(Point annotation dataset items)
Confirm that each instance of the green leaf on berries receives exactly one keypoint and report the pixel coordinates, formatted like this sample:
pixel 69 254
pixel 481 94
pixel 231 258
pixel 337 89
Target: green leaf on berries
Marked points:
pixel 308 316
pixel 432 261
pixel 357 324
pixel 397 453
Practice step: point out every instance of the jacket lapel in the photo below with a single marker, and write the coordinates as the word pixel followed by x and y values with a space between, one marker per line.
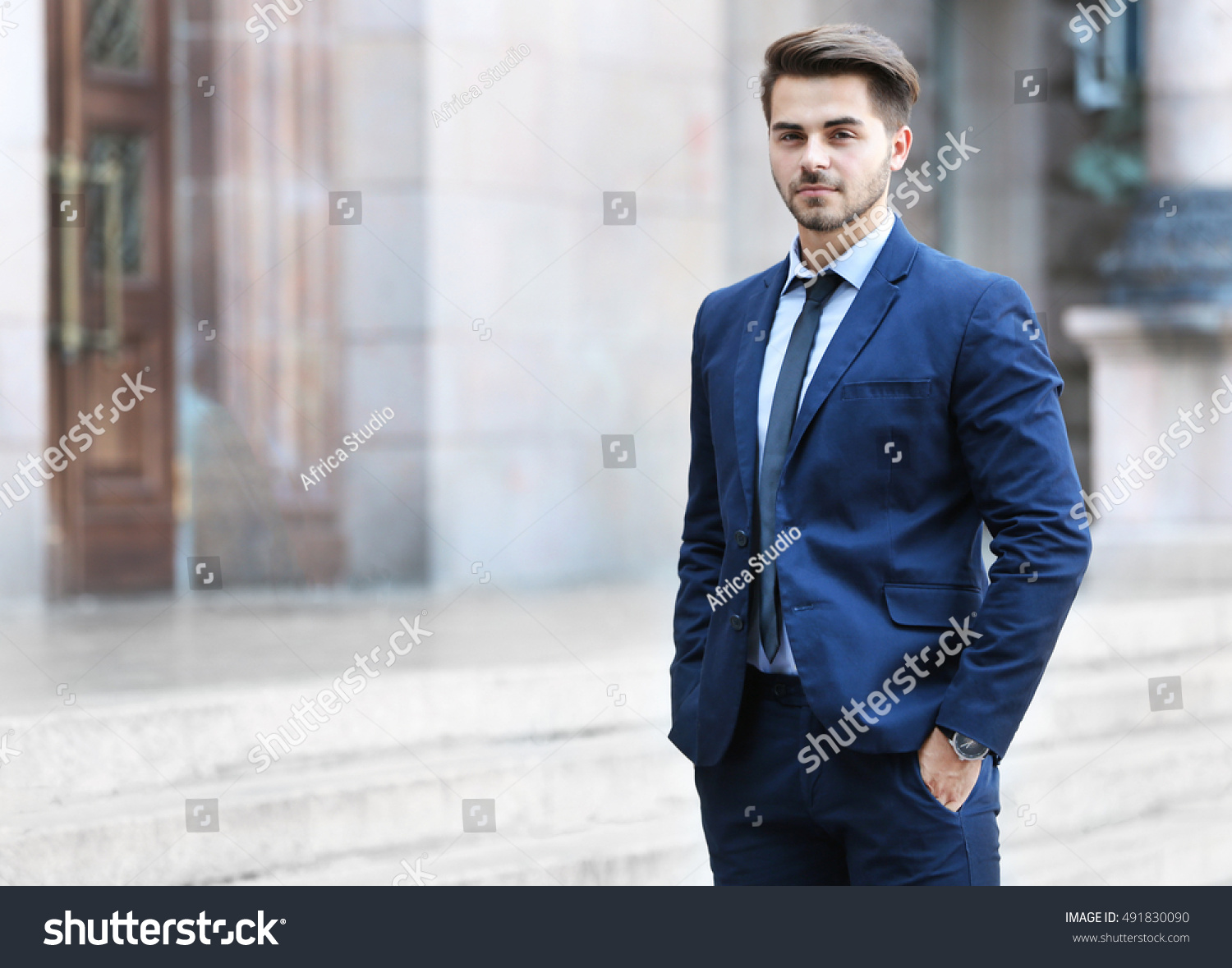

» DIRECTION
Update all of the items above by replacing "green leaf on berries" with "green stem on berries" wherever it occurs, and keep every other line the same. Leave the picture out of your answer.

» EXERCISE ANSWER
Confirm that each instance of the green stem on berries receives exactly one keypoint and report the pixel coordinates, formatted like this sample:
pixel 69 254
pixel 481 94
pixel 231 258
pixel 337 89
Target: green stem on berries
Marked points:
pixel 308 316
pixel 432 261
pixel 357 324
pixel 397 453
Practice step: point out every instance of the jacket lapel in the photo below with a single marker, and write the coordinates as the word pixel followed by x and y values with a space between, one marker per line.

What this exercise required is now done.